[Dataset records]
★ ★ ★ ★ ★ ★ ★

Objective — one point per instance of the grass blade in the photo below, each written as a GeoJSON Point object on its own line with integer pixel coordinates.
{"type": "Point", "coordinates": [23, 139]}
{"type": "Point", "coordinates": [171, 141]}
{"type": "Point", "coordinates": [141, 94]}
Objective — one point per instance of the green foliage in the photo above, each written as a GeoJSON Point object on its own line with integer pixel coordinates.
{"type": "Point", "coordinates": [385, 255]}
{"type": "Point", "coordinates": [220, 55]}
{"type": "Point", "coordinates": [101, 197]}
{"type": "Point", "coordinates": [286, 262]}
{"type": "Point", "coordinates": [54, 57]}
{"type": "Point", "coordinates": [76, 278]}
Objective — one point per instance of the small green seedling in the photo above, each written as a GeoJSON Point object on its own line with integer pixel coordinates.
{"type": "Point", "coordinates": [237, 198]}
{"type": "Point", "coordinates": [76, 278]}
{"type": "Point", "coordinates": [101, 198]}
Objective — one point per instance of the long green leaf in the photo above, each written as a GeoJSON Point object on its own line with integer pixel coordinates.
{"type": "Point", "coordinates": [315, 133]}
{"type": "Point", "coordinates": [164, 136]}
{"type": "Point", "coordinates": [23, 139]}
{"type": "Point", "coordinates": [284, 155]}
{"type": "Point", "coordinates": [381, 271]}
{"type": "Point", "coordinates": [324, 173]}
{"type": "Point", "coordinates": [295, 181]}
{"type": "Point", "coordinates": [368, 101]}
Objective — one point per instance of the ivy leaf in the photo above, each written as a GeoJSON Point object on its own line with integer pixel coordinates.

★ ★ ★ ★ ★ ★ ★

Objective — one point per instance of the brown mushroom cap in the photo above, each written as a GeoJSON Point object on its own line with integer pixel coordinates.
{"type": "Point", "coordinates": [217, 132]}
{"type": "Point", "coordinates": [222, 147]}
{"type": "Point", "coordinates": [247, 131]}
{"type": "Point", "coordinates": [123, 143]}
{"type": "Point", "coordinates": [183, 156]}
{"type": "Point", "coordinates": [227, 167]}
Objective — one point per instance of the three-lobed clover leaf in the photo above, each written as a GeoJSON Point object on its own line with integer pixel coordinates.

★ ★ ★ ★ ★ ★ ★

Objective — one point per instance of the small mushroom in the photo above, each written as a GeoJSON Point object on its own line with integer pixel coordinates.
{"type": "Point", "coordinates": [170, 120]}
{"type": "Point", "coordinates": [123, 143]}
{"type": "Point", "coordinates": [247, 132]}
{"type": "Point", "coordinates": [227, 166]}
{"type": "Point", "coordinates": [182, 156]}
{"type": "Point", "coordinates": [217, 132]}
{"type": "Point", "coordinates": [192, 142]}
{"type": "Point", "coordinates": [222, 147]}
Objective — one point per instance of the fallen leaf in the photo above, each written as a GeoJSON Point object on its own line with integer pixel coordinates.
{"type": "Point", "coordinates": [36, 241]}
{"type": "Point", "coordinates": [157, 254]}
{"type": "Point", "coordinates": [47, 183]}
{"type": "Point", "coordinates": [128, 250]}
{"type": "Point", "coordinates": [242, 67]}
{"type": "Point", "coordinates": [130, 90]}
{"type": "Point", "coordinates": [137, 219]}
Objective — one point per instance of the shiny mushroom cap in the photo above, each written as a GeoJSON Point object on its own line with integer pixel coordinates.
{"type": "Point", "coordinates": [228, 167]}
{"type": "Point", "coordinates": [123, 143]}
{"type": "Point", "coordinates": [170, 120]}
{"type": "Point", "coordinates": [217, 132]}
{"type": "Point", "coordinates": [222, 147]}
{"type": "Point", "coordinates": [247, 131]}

★ ★ ★ ★ ★ ★ ★

# [TASK GOAL]
Set down, from the entries above, exactly the lines from the one with "Objective — one point per instance of the brown" up to and including the one with "Objective — one point per instance of the three-lobed", and no other lines.

# [ANSWER TO THIS PROBLEM]
Objective — one point per instance of the brown mushroom cap in the photo above, each written as a GeoJSON Point object on its own line with integer pixel coordinates.
{"type": "Point", "coordinates": [217, 132]}
{"type": "Point", "coordinates": [222, 147]}
{"type": "Point", "coordinates": [247, 131]}
{"type": "Point", "coordinates": [123, 143]}
{"type": "Point", "coordinates": [183, 156]}
{"type": "Point", "coordinates": [227, 167]}
Objective — one point per instance of the three-lobed clover leaf in the photo above, each written as a GeoJSON Point object on its own line with integer pixel coordinates.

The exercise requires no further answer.